>> start PROVIDED ENTRIES
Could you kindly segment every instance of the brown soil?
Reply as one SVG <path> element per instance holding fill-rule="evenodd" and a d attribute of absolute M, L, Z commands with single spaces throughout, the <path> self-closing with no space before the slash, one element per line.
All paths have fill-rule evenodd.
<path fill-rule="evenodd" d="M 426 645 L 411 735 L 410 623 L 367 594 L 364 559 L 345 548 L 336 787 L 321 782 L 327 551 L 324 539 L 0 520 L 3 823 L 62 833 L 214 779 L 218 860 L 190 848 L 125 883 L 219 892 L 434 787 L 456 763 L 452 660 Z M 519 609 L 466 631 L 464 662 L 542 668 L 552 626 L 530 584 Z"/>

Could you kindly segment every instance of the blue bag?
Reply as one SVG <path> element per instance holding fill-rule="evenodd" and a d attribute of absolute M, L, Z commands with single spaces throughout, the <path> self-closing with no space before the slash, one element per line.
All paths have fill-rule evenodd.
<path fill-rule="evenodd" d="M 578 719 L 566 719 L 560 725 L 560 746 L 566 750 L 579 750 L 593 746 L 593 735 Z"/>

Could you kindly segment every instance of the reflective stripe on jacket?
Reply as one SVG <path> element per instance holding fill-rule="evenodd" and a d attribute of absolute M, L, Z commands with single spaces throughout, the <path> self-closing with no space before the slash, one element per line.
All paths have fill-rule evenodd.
>> end PROVIDED ENTRIES
THE TASK → Recast every line of the items above as a Markdown table with the columns Row and Line, numbering the rows in order and skipping blank lines.

SOLUTION TO THIS PROBLEM →
| Row | Line |
|---|---|
| 1 | Could you kindly segment every instance of the brown soil? |
| 2 | Reply as one SVG <path> element per instance holding fill-rule="evenodd" and a d attribute of absolute M, L, Z commands with single spaces throughout, the <path> self-closing with no space before the slash, one element per line. |
| 3 | All paths have fill-rule evenodd. |
| 4 | <path fill-rule="evenodd" d="M 426 645 L 411 735 L 410 623 L 367 594 L 364 559 L 345 548 L 336 787 L 321 782 L 327 551 L 324 539 L 0 520 L 3 823 L 62 833 L 214 779 L 218 860 L 190 848 L 125 883 L 219 892 L 434 787 L 456 763 L 452 660 Z M 519 609 L 466 631 L 464 662 L 542 668 L 552 626 L 530 584 Z"/> |
| 5 | Could you kindly segment every instance of the blue bag? |
| 6 | Reply as one SVG <path> element per instance holding fill-rule="evenodd" and a d attribute of absolute M, L, Z commands with single spaces throughout, the <path> self-closing with no space before the slash, one element per line. |
| 7 | All paths have fill-rule evenodd. |
| 8 | <path fill-rule="evenodd" d="M 578 719 L 566 719 L 560 725 L 560 746 L 566 750 L 579 750 L 593 746 L 593 735 Z"/> |
| 9 | Could you kindly segment every instance of the reflective stripe on jacket? |
| 10 | Reply as one SVG <path> element per instance holding fill-rule="evenodd" and a d attribute of absolute M, L, Z commands with single spaces throughout, the <path> self-closing with no space before the slash, one element per line. |
| 11 | All paths have fill-rule evenodd. |